### Description of the task:
Find every line in the records below that contains the word "form", and copy each such line.

### Records for this task:

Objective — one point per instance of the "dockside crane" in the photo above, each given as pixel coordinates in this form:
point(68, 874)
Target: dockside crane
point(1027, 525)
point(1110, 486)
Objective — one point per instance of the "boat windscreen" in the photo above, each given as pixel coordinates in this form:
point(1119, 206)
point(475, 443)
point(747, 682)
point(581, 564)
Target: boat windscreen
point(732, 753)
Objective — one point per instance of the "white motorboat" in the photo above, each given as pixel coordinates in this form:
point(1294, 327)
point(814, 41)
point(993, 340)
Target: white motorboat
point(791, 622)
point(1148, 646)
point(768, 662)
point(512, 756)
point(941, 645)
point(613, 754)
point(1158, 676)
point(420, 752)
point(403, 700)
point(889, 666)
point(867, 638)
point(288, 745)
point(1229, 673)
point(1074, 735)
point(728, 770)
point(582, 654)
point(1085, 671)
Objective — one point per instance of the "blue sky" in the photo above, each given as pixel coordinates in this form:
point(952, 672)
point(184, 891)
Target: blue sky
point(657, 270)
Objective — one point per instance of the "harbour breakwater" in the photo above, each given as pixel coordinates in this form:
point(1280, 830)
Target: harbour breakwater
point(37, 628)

### Reply:
Objective — one point per instance of the "dockside crane" in the photo above, each given as pixel coordinates in this form:
Objective — one point per instance of the "boat windscreen" in the photo above, each given as pixel coordinates in this form:
Objective — one point per instance of the "white motorboat" in the photo above, each given as pixel coordinates in this form:
Objective — one point per instance of the "blue sky" in the photo above, each given as pixel coordinates in this form:
Objective — one point per instance of the "harbour breakwater" in the photo above, each given as pixel coordinates in this form:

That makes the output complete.